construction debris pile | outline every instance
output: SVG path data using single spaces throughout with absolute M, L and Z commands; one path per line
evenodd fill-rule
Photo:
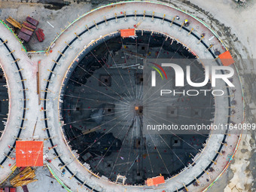
M 35 178 L 35 170 L 32 170 L 30 166 L 28 166 L 12 178 L 10 183 L 13 187 L 17 187 L 26 185 L 36 181 L 38 181 L 38 179 Z
M 20 24 L 11 17 L 9 17 L 6 20 L 15 28 L 20 29 L 18 33 L 18 37 L 22 40 L 24 40 L 26 42 L 29 42 L 30 41 L 34 31 L 36 30 L 37 26 L 39 23 L 38 20 L 30 17 L 27 17 L 26 21 L 23 21 L 23 24 Z M 43 33 L 43 31 L 44 30 L 40 28 L 35 31 L 35 35 L 39 42 L 42 42 L 44 40 L 44 34 Z

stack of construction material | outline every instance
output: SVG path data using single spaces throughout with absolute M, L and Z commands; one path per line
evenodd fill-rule
M 5 189 L 1 188 L 0 192 L 16 192 L 16 188 L 5 187 Z
M 8 19 L 6 19 L 6 20 L 13 26 L 18 28 L 20 29 L 21 28 L 21 25 L 19 22 L 16 21 L 14 19 L 13 19 L 11 17 L 9 16 L 9 17 Z
M 18 34 L 18 37 L 23 39 L 25 41 L 29 42 L 39 22 L 30 17 L 27 17 L 26 20 L 27 22 L 23 22 L 20 32 Z
M 30 166 L 26 167 L 24 170 L 20 172 L 14 178 L 10 181 L 11 184 L 14 187 L 21 187 L 29 183 L 38 181 L 35 178 L 35 170 L 32 170 Z

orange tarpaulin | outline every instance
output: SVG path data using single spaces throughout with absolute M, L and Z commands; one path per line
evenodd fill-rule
○ ○ ○ ○ ○ ○ ○
Copy all the items above with every "outline every instance" changed to "trace every instance" and nothing else altered, leaving out the pictures.

construction debris pile | trace every instance
output: SVG path data using single spaces throughout with absolute M, L and Z commands; one path per line
evenodd fill-rule
Photo:
M 35 178 L 35 170 L 32 170 L 30 166 L 28 166 L 12 178 L 10 183 L 13 187 L 17 187 L 26 185 L 36 181 L 38 181 L 38 179 Z
M 20 24 L 11 17 L 9 17 L 6 20 L 15 28 L 20 29 L 18 33 L 18 37 L 22 40 L 24 40 L 26 42 L 29 42 L 30 41 L 34 31 L 36 30 L 37 26 L 39 23 L 38 20 L 30 17 L 27 17 L 26 21 L 23 21 L 23 24 Z M 43 33 L 43 31 L 44 30 L 40 28 L 35 31 L 35 35 L 39 42 L 42 42 L 44 40 L 44 34 Z

stack of construction material | trace every instance
output: SVG path data using single spaces throughout with absolute M, L and Z commands; one path per line
evenodd fill-rule
M 5 189 L 1 188 L 0 192 L 16 192 L 16 188 L 5 187 Z
M 8 19 L 6 19 L 6 20 L 13 26 L 18 28 L 20 29 L 21 28 L 21 25 L 19 22 L 16 21 L 14 19 L 13 19 L 11 17 L 9 16 L 9 17 Z
M 18 34 L 18 37 L 23 39 L 25 41 L 29 42 L 39 22 L 30 17 L 27 17 L 26 20 L 27 22 L 23 22 L 20 32 Z
M 30 166 L 26 167 L 24 170 L 20 172 L 14 178 L 10 181 L 11 184 L 14 187 L 21 187 L 29 183 L 38 181 L 35 178 L 35 170 L 32 170 Z

orange tarpaulin | trace every instance
output: SVG path data using single spaces throughout with absolute M, L and Z commands; one path per line
evenodd fill-rule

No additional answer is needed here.